*ASSIGNED TASK*
Each line from the one containing "Could you point to the tree" onward, through the end of the entries, is to be transcribed exactly; nothing else is to be included.

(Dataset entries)
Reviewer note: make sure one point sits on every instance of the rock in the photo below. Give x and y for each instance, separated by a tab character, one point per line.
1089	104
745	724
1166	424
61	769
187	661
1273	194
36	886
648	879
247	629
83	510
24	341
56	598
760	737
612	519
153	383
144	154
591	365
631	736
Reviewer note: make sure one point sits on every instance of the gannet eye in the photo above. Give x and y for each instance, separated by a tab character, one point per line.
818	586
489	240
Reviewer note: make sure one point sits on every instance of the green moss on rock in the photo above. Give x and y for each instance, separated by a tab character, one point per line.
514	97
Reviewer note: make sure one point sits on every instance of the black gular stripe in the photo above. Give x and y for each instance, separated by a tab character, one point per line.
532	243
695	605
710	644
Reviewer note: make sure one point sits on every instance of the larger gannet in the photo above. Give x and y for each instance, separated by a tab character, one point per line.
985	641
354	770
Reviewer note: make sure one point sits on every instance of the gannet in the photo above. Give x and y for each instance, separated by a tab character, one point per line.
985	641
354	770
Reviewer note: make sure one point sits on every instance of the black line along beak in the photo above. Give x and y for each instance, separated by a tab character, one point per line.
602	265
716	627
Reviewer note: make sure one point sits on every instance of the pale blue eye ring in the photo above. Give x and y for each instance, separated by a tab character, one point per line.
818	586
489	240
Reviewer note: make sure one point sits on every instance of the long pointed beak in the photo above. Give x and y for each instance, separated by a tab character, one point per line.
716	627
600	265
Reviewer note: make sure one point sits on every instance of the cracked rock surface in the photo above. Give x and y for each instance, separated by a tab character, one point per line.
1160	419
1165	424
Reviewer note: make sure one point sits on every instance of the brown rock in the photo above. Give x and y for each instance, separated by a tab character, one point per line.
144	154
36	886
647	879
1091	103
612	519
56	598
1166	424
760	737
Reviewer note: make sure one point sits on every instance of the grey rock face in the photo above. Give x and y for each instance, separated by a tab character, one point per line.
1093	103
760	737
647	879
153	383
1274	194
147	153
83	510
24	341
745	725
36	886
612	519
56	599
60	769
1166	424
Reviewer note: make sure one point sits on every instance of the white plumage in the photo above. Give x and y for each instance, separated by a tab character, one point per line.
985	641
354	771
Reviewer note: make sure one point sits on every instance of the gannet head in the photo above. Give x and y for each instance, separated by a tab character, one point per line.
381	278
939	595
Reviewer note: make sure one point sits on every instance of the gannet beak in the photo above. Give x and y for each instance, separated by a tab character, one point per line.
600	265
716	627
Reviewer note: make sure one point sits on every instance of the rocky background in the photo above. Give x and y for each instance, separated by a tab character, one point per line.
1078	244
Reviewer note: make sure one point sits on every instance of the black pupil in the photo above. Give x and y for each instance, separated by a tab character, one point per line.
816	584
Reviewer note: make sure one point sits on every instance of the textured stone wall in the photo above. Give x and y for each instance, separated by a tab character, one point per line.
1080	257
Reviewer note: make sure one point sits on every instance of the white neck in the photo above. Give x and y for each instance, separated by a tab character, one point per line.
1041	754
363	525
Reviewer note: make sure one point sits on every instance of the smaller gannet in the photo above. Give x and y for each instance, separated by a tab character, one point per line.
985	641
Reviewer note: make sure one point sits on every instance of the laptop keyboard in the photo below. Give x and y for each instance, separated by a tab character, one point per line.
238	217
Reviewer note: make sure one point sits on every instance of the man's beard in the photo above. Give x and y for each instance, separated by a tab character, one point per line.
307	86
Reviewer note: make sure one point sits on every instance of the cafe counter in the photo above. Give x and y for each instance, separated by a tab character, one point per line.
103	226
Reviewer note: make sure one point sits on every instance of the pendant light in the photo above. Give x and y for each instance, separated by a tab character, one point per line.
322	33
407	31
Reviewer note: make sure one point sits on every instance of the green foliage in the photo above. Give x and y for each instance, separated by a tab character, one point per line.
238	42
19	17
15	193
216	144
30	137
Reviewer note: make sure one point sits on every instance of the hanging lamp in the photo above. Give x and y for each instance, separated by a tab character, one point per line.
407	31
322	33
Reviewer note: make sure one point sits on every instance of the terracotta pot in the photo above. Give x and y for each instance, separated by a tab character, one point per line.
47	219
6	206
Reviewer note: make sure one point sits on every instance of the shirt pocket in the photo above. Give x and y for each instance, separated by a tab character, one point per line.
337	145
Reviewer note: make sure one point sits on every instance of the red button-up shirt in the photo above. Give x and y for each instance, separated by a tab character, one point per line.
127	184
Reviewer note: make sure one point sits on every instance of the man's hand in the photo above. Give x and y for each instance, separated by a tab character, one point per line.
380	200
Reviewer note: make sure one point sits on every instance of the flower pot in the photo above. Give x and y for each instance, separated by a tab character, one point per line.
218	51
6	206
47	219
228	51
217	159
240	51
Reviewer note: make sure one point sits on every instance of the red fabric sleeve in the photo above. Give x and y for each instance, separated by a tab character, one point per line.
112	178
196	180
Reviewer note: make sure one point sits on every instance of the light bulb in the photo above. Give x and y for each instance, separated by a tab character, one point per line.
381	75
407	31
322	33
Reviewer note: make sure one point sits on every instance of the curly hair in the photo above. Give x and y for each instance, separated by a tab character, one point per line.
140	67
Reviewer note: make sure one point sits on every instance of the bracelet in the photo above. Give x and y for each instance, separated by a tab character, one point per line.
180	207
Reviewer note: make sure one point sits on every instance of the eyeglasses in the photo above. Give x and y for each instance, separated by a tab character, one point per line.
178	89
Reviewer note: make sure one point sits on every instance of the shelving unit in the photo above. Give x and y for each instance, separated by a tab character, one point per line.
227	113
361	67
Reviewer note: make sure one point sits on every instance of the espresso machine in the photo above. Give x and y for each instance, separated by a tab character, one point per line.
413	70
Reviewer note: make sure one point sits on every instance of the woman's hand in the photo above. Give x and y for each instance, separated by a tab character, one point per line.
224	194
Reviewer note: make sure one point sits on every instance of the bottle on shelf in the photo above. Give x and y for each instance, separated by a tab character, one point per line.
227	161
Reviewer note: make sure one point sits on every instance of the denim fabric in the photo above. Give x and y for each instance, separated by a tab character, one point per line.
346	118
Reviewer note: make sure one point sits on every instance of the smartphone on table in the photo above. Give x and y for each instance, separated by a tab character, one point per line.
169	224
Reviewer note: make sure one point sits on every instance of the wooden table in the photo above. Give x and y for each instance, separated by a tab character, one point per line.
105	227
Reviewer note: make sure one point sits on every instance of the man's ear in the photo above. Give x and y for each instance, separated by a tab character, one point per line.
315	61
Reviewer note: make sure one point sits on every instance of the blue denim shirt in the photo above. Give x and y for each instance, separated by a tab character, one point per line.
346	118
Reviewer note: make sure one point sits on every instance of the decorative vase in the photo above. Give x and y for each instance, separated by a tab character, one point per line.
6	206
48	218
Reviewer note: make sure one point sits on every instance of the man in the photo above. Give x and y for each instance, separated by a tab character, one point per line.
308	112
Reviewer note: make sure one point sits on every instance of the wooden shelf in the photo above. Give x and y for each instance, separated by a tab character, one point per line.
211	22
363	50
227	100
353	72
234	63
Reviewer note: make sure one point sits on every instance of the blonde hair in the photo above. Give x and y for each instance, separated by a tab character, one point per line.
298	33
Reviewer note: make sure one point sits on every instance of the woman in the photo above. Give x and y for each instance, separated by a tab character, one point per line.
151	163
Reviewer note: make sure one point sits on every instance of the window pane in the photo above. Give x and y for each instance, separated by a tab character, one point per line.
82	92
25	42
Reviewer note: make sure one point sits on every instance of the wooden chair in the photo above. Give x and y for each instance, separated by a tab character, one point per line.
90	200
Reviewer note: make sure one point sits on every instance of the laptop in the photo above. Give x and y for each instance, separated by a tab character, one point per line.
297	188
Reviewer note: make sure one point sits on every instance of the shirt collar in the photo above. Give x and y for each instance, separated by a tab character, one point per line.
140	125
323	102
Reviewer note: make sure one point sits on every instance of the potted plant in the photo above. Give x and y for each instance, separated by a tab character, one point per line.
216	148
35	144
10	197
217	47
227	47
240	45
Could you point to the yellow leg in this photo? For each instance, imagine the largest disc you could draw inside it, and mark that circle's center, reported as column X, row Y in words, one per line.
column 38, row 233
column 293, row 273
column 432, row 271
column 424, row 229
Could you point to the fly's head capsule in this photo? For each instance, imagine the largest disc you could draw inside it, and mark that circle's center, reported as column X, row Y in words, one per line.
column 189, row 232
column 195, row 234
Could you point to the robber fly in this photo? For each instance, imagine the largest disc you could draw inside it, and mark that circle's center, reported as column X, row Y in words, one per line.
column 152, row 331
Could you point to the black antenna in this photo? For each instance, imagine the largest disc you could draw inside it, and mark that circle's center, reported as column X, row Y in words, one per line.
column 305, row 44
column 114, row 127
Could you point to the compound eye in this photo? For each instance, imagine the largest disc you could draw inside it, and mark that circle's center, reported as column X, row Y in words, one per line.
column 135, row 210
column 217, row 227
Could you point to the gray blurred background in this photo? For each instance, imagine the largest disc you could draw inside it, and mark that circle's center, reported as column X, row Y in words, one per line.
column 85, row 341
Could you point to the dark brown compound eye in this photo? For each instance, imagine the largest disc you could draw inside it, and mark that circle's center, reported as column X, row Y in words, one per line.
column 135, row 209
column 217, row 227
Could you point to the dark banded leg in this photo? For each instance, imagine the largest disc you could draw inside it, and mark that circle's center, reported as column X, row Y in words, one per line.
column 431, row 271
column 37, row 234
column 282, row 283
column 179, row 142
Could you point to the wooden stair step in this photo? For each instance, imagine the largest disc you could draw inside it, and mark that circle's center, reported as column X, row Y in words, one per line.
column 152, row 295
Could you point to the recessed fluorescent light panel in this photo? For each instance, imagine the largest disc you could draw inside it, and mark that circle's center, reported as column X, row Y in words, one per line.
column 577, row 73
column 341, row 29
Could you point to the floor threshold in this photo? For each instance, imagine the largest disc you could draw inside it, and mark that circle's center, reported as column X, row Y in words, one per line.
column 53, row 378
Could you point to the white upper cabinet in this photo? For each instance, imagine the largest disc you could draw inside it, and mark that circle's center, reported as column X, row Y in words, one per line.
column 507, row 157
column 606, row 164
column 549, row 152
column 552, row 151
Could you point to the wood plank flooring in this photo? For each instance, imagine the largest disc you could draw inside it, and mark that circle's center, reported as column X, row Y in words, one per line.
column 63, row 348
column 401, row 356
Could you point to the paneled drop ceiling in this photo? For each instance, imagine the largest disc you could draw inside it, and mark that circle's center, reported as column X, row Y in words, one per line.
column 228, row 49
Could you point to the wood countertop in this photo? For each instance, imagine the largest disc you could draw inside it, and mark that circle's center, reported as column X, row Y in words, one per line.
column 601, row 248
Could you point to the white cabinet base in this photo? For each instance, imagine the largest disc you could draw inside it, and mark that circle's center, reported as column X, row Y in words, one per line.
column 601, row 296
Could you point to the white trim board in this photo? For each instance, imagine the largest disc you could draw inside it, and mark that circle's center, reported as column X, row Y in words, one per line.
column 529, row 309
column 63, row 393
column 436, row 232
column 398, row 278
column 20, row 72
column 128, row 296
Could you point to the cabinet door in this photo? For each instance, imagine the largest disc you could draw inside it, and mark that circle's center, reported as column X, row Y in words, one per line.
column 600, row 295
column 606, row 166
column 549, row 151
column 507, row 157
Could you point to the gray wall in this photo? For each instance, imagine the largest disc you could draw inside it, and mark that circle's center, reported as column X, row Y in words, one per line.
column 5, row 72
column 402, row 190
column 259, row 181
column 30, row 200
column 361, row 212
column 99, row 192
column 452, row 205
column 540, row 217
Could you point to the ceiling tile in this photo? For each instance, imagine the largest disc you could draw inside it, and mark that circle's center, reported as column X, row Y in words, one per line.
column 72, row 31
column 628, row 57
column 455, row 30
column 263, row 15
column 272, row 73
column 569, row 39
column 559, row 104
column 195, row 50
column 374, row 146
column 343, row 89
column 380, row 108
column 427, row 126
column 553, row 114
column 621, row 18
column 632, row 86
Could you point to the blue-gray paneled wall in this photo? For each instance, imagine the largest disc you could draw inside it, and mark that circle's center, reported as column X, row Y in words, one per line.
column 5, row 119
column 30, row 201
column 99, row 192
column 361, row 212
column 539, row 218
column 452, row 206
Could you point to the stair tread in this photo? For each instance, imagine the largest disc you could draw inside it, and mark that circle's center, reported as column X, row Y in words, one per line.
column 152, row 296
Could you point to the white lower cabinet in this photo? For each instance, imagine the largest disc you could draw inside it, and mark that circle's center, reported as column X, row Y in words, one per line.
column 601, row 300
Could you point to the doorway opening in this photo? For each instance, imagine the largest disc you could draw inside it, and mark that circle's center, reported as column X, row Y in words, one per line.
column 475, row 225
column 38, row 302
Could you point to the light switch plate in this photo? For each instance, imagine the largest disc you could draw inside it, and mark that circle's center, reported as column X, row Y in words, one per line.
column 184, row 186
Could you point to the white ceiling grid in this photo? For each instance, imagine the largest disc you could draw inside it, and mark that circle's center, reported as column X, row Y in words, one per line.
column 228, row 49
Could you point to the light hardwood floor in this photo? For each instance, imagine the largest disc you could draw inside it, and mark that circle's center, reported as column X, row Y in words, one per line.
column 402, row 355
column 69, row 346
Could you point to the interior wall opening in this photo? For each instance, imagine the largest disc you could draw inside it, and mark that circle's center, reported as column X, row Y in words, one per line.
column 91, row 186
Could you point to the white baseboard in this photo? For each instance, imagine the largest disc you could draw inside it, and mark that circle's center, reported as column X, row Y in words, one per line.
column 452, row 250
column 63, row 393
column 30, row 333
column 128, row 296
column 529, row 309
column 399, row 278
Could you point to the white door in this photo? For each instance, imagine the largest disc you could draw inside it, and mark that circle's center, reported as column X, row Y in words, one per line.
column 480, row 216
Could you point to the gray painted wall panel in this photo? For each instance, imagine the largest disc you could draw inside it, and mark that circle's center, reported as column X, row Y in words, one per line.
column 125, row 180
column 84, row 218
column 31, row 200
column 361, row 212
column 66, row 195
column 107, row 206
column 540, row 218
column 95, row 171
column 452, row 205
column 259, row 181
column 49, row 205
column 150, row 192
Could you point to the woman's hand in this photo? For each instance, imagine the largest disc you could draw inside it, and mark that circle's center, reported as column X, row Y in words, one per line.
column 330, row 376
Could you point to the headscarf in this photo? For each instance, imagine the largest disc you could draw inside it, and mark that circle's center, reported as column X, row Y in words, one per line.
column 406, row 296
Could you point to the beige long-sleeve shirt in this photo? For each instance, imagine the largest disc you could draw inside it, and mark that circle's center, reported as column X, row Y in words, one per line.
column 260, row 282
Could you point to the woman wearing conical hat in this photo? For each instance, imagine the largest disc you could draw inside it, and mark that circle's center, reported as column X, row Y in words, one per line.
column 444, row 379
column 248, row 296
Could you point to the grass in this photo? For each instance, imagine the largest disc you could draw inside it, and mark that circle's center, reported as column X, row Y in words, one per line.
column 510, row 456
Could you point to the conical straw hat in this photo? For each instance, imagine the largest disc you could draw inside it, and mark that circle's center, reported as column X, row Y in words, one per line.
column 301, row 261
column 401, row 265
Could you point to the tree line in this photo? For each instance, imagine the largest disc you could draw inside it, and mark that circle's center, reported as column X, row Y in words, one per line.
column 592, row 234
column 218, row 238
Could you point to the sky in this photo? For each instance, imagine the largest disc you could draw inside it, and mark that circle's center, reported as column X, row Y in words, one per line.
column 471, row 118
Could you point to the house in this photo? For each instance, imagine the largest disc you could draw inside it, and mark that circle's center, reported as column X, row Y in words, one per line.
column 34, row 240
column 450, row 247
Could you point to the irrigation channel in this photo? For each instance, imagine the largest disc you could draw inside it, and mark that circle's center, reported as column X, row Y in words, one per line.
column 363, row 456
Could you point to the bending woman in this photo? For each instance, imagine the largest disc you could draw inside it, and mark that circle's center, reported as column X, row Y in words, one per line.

*EXPECTED OUTPUT*
Could you point to the tree line in this photo? For each instance, imagine the largest disc you could draw inside it, and mark that circle's center, reported as column X, row Y in words, one per line.
column 592, row 234
column 218, row 238
Could you point to the sky in this photo? For each instance, imagine the largest disc you could draw inside it, and mark that circle's center, reported as column X, row Y in words, one per line.
column 471, row 118
Could you point to the house in this photo? For each instance, imagine the largest disc you could draw inside it, and mark that circle's center, reported as column X, row Y in words, one per line.
column 34, row 240
column 450, row 247
Could you point to the irrigation channel in this photo? For each instance, imagine the largest disc you could draw inside it, and mark that circle's center, reported as column X, row Y in words, one per line.
column 363, row 456
Could you point to the bending woman in this photo? For each instance, imagine the largest disc you could draw inside it, and mark that circle's center, reported as column X, row Y in words, one per line.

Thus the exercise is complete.